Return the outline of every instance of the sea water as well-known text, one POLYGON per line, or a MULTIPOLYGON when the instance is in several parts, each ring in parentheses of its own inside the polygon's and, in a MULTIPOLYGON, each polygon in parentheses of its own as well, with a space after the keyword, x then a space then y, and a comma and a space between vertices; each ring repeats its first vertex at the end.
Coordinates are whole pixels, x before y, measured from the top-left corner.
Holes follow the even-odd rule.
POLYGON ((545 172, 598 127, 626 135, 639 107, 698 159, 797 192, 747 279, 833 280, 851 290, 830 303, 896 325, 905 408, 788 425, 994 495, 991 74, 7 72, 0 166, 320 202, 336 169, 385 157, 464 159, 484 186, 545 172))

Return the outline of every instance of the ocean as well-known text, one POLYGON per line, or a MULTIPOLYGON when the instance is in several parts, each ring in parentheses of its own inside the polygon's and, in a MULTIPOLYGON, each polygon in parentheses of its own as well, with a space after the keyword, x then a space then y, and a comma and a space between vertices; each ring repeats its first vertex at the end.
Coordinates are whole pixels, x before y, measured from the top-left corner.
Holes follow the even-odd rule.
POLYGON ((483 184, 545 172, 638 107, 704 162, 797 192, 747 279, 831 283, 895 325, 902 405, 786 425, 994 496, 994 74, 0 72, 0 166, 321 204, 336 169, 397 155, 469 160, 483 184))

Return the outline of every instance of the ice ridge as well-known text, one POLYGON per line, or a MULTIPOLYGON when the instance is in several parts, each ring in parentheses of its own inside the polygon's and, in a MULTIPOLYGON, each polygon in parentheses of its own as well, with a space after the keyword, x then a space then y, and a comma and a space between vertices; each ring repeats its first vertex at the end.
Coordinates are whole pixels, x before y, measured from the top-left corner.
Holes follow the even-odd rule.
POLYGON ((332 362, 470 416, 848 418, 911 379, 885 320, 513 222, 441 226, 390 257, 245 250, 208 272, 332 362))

***

Written exercise: Rewrite all the entries, swapping "even-odd rule" for "nonzero winding rule" and leaving everything else unchanged.

Solution:
Return the outline of every instance of the sea water as well-known text, one POLYGON per line, or a MULTIPOLYGON when the instance is in several parts, each ring in parentheses of its own inside the polygon's and, in a MULTIPOLYGON, each polygon in parentheses of its own as well, with a space after the keyword, x then a space then y, and a comma and a space between vertices; each ring repeats its first vertex at the end.
Coordinates are whole pixels, x before y, measured from the top-left corner.
Holes follow the nonzero winding rule.
POLYGON ((545 172, 598 127, 626 135, 639 107, 698 159, 797 192, 747 279, 833 280, 851 290, 830 303, 896 325, 905 408, 788 425, 994 495, 991 74, 7 72, 0 166, 320 202, 336 169, 385 157, 464 159, 484 186, 545 172))

Return the outline of every instance of the ocean as well-known text, one POLYGON per line, or a MULTIPOLYGON when the instance is in several parts, each ring in parentheses of its own inside the polygon's and, in a MULTIPOLYGON, each polygon in parentheses of its own as well, with a space after the keyword, x then a space then y, and a comma and a space between vertices; each ring repeats its first vertex at the end.
Coordinates are whole pixels, x before y, measured from the top-left corner.
Holes follow the nonzero winding rule.
POLYGON ((483 184, 545 172, 638 107, 704 162, 797 192, 747 279, 831 283, 895 325, 902 405, 786 425, 994 496, 994 74, 0 72, 0 166, 321 204, 336 169, 397 155, 469 160, 483 184))

Return the outline of every instance of the ice ridge as well-known text, one POLYGON per line, or a MULTIPOLYGON when the instance is in several parts, each ring in parentheses of its own inside the polygon's and, in a MULTIPOLYGON, each polygon in parentheses of its own as well, with a space after the keyword, x then a space then y, and a comma and a space between vertices; each ring repeats its first vertex at the end.
Coordinates are whole pixels, x before y, measured from the top-left corner.
Holes follow the nonzero winding rule.
POLYGON ((332 362, 470 416, 848 418, 911 379, 885 320, 513 222, 441 226, 390 257, 245 250, 208 272, 332 362))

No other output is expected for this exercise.